= Extracted text =
##########
Btw I had a Claude Sonnet 4 agent try your prompt.

It produced a 90 line python file in 7 minutes that reads the entire file into memory, performs floating point multiplication, doesn't correctly display the money values, and would crash if the price column ever had any currency symbols.

qcnguy · 2025-09-26T09:47:37 1758880057

> I had a Claude Sonnet 4 agent try your prompt. It produced a 90 line python file in 7 minutes that reads the entire file into memory, performs floating point multiplication, doesn't correctly display the money values, and would crash if the price column ever had any currency symbols.

OK, that ups the stakes :)

I'm working on my own agent at the moment and gave it this task. I first had it generate a 10M row CSV with randomize product code, price and quantity.

It has two modes: fast and high quality. In fast mode I gave it the task "add to products.csv a column containing the multiple of the price and quantity columns". In 1m21s it wrote an AWK script that processed the file in a streaming manner and used it to add the column, with a backup file. So the solution did scale but it didn't avoid the other edge cases.

Then I tried the higher quality mode with the slightly generalized prompt "write a program that adds a column to a CSV file containing the multiple of the price and quantity columns". In this mode it generates a spec from the task, then reviews its own spec looking for potential bugs and edge cases, then incorporates its own feedback to update the spec, then implements the spec (all in separate contexts). This is with GPT-5.
##########
= Provided material =
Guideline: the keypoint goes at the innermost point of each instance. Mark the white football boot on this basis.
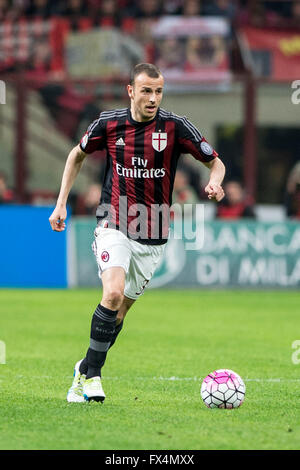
(75, 393)
(92, 389)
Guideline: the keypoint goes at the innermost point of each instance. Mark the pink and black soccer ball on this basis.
(223, 388)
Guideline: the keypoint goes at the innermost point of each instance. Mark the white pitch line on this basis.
(171, 379)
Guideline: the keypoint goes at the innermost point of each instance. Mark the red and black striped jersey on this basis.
(141, 165)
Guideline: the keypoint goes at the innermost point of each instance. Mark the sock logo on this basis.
(105, 256)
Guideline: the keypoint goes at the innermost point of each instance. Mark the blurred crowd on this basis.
(188, 189)
(253, 12)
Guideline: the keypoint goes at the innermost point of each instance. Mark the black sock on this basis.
(83, 368)
(102, 332)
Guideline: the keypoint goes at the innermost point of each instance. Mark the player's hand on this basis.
(57, 219)
(214, 192)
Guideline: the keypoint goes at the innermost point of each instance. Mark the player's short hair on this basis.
(149, 69)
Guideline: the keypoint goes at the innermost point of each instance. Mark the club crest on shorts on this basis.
(105, 256)
(159, 141)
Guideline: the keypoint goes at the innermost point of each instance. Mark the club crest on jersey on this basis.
(159, 141)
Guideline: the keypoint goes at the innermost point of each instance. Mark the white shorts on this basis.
(113, 249)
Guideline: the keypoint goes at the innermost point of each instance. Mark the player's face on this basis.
(146, 95)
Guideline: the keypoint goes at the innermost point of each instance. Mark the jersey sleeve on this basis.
(94, 138)
(191, 141)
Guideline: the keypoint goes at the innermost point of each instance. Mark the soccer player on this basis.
(143, 144)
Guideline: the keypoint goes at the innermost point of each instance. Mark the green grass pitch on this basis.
(171, 340)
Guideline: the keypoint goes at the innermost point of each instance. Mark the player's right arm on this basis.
(73, 165)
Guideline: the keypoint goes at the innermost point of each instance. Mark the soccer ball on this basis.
(223, 388)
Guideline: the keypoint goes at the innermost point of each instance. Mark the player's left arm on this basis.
(214, 188)
(192, 141)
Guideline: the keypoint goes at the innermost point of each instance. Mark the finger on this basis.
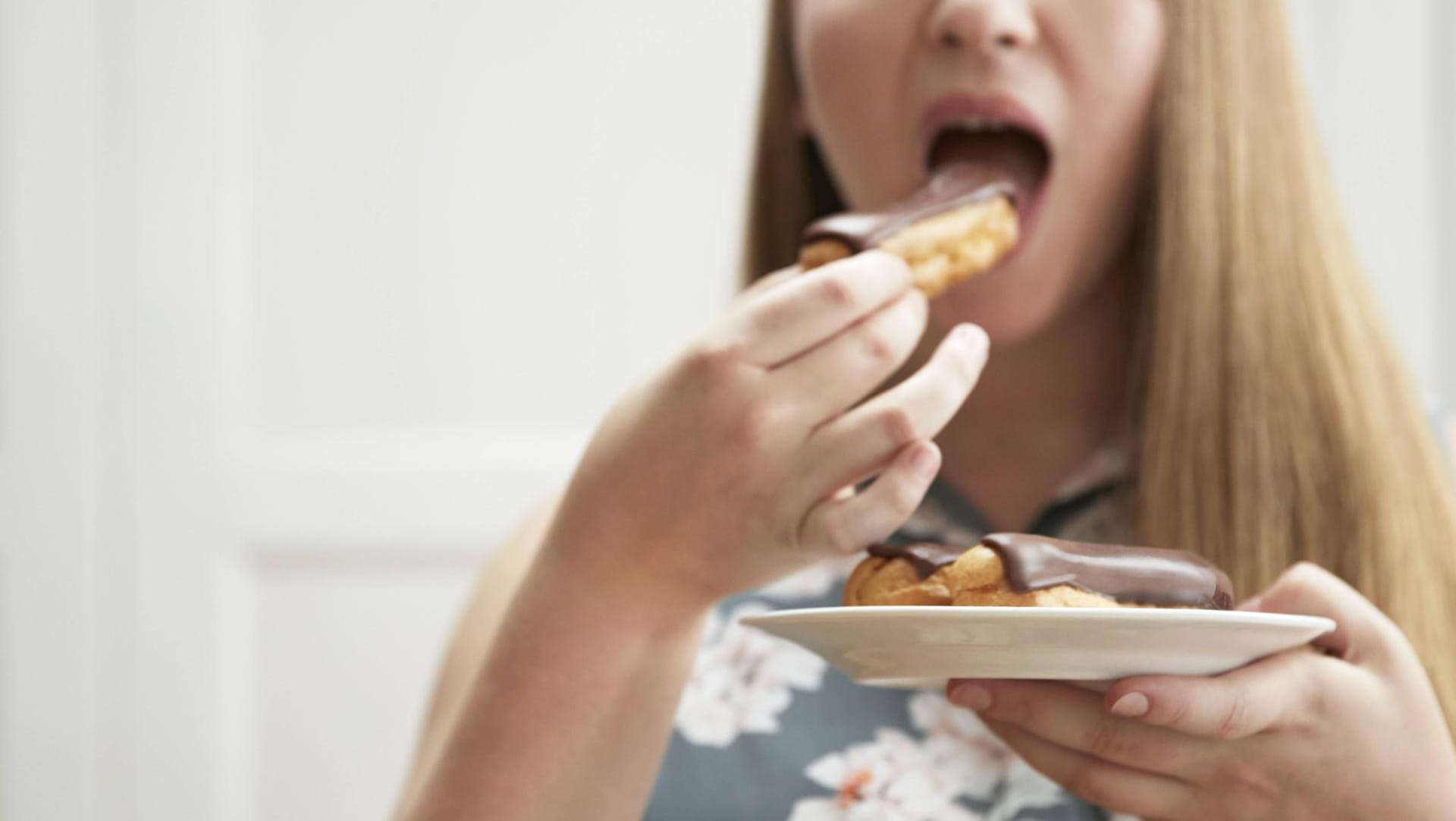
(840, 372)
(858, 443)
(846, 523)
(1110, 786)
(1279, 692)
(769, 282)
(1362, 632)
(778, 323)
(1074, 718)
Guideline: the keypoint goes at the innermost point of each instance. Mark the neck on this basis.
(1041, 408)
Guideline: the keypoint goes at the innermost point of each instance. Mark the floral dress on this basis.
(767, 731)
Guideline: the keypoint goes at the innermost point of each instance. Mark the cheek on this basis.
(849, 55)
(1111, 87)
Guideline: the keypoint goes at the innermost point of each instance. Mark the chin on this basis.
(1014, 304)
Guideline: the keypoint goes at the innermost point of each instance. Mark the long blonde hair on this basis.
(1277, 424)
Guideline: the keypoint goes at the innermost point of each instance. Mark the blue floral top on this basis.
(767, 731)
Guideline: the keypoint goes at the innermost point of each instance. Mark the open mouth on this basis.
(1003, 152)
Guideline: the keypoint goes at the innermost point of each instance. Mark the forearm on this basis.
(571, 711)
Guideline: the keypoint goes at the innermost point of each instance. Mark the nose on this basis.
(983, 25)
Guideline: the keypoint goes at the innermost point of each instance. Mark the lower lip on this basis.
(1027, 219)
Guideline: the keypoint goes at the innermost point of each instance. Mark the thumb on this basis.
(1310, 590)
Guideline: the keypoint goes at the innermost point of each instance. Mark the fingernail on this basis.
(925, 461)
(1131, 705)
(973, 697)
(971, 338)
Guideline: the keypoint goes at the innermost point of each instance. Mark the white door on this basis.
(302, 302)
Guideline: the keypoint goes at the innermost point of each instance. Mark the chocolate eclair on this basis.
(1014, 570)
(954, 228)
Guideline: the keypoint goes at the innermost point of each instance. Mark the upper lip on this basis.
(956, 107)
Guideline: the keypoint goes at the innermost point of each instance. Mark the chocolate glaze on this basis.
(1134, 575)
(948, 190)
(927, 556)
(1131, 575)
##########
= Your goal =
Copy out the full forum exchange about the CSV column task word for word. Rely only on the forum exchange, not on the lines.

= Answer =
Btw I had a Claude Sonnet 4 agent try your prompt.

It produced a 90 line python file in 7 minutes that reads the entire file into memory, performs floating point multiplication, doesn't correctly display the money values, and would crash if the price column ever had any currency symbols.

qcnguy · 2025-09-26T09:47:37 1758880057

> I had a Claude Sonnet 4 agent try your prompt. It produced a 90 line python file in 7 minutes that reads the entire file into memory, performs floating point multiplication, doesn't correctly display the money values, and would crash if the price column ever had any currency symbols.

OK, that ups the stakes :)

I'm working on my own agent at the moment and gave it this task. I first had it generate a 10M row CSV with randomize product code, price and quantity.

It has two modes: fast and high quality. In fast mode I gave it the task "add to products.csv a column containing the multiple of the price and quantity columns". In 1m21s it wrote an AWK script that processed the file in a streaming manner and used it to add the column, with a backup file. So the solution did scale but it didn't avoid the other edge cases.

Then I tried the higher quality mode with the slightly generalized prompt "write a program that adds a column to a CSV file containing the multiple of the price and quantity columns". In this mode it generates a spec from the task, then reviews its own spec looking for potential bugs and edge cases, then incorporates its own feedback to update the spec, then implements the spec (all in separate contexts). This is with GPT-5.